### Work instructions
Without the pictures, write the listing out again exactly as it appears.

== Extracted data ==

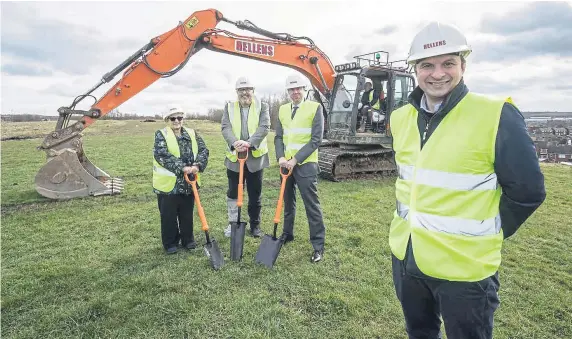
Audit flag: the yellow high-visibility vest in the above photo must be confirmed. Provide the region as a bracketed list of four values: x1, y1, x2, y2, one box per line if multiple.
[369, 91, 381, 110]
[389, 92, 513, 282]
[278, 101, 320, 165]
[225, 98, 268, 162]
[153, 126, 200, 192]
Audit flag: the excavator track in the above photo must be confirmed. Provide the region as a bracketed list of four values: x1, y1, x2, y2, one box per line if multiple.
[318, 145, 396, 181]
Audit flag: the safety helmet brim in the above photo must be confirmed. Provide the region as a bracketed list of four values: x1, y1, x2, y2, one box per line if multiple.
[408, 45, 471, 65]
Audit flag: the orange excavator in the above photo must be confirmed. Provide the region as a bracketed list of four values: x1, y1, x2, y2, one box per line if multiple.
[35, 8, 415, 199]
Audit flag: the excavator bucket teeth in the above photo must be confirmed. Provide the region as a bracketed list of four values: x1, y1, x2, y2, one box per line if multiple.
[35, 149, 123, 200]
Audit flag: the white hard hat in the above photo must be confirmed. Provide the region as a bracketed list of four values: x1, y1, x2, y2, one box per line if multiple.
[164, 105, 184, 121]
[235, 76, 254, 90]
[365, 79, 373, 85]
[407, 22, 472, 65]
[285, 74, 307, 90]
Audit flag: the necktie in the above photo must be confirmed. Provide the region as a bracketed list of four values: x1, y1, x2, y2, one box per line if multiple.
[291, 106, 298, 119]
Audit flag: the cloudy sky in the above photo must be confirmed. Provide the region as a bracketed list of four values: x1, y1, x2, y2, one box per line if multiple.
[1, 1, 572, 116]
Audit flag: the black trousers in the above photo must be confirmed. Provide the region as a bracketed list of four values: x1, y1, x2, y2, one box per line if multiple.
[157, 194, 195, 249]
[392, 255, 500, 339]
[226, 168, 263, 227]
[282, 172, 326, 251]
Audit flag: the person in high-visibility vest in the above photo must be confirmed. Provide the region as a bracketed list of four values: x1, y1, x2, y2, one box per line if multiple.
[153, 105, 209, 255]
[221, 76, 270, 238]
[359, 82, 387, 132]
[358, 80, 374, 131]
[275, 73, 326, 263]
[389, 22, 546, 338]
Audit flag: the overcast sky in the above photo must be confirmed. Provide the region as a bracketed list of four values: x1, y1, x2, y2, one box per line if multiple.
[2, 1, 572, 116]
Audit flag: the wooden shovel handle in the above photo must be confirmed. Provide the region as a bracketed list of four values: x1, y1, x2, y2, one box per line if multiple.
[184, 172, 209, 232]
[237, 151, 248, 208]
[273, 167, 293, 224]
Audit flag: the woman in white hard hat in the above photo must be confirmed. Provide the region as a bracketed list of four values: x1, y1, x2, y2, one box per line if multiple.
[387, 22, 545, 339]
[221, 76, 270, 238]
[153, 105, 210, 254]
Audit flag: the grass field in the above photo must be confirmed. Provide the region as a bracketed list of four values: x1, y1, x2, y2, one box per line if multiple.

===

### Solution to this problem
Audit flag: the yellow high-visibility vest in the above photo must be confirmed. Provide the region as a bracketed list of four values: x1, y1, x2, y2, one box per line if multiple.
[369, 91, 381, 110]
[389, 92, 513, 282]
[278, 101, 320, 165]
[225, 98, 268, 162]
[153, 126, 200, 192]
Audit flag: the excavator track in the above photo must be confirmed. Provide the region as a bracketed list of four values: x1, y1, x2, y2, one box per line if multiple.
[318, 145, 396, 181]
Audit flag: the safety helmet brim in the above photo must be confirmed. Provide the region as a bracketed list of four values: x1, y1, x2, y2, one box per line if multiple.
[408, 45, 471, 65]
Audit flag: the orange excavator in the above photo must be confirmed. Provide the region as a bracketed list of four values: x1, y1, x2, y2, one box per line if multiple.
[35, 8, 415, 199]
Audit flag: the excavator bucket teeth in the above photo must be confirmed. Provide the region as a bracketed list of four values: x1, y1, x2, y2, one box per line if multiple.
[35, 149, 123, 200]
Audit flag: the white hard hat in the above photo must be confirmed. Provide the region as a bracketed list of four values: x1, y1, x2, y2, one box per line if multiple.
[164, 105, 184, 121]
[235, 76, 254, 90]
[365, 79, 373, 85]
[407, 22, 472, 65]
[285, 74, 307, 90]
Audit flag: the necktie in the above photo must be confirmed. Provide the region as a bracketed list of four values: x1, y1, x2, y2, one box per line if multiple.
[291, 106, 298, 119]
Audit flag: the cloudy sky in the above photo must be confirmed. Provide the region as a bracketed list of four values: x1, y1, x2, y2, one box per line if multiple.
[1, 1, 572, 116]
Audit flag: the black trousers in the above photo must be confirmed. Provide the region as a bracketed list of four values: x1, y1, x2, y2, one box per line if multiple.
[157, 194, 195, 249]
[392, 255, 500, 339]
[226, 168, 263, 227]
[282, 172, 326, 251]
Audit flag: the person in high-visibility vest in the above photo must be confirmed. Provide the region as a bracketed list of four values: x1, y1, x2, y2, one box per line if multiple.
[153, 105, 209, 255]
[221, 76, 270, 238]
[359, 82, 387, 132]
[358, 80, 374, 131]
[275, 73, 326, 263]
[389, 22, 546, 338]
Audit flag: the overcast sky in the above photo must be confirmed. Provide the region as a bracketed list of four values: x1, y1, x2, y2, one box per line if multiple.
[2, 1, 572, 116]
Audit flag: the wooden shovel handle in the above photo must be confirmed. Provide the region as a bracketed list of four values: x1, y1, x2, y2, one box per line if multiple.
[184, 172, 209, 232]
[237, 151, 248, 208]
[273, 167, 293, 224]
Audit flag: the woman in white hard hat in the above photo must be confirmed. Provide the region as a bracketed list of four values: x1, y1, x2, y2, one box per line if multiple.
[387, 22, 545, 339]
[221, 76, 270, 238]
[153, 105, 210, 254]
Audit flag: the grass field in the above photo must be confirmed. Provide the region as a bracketed list of four values: x1, y1, x2, y2, one box per line if multiple.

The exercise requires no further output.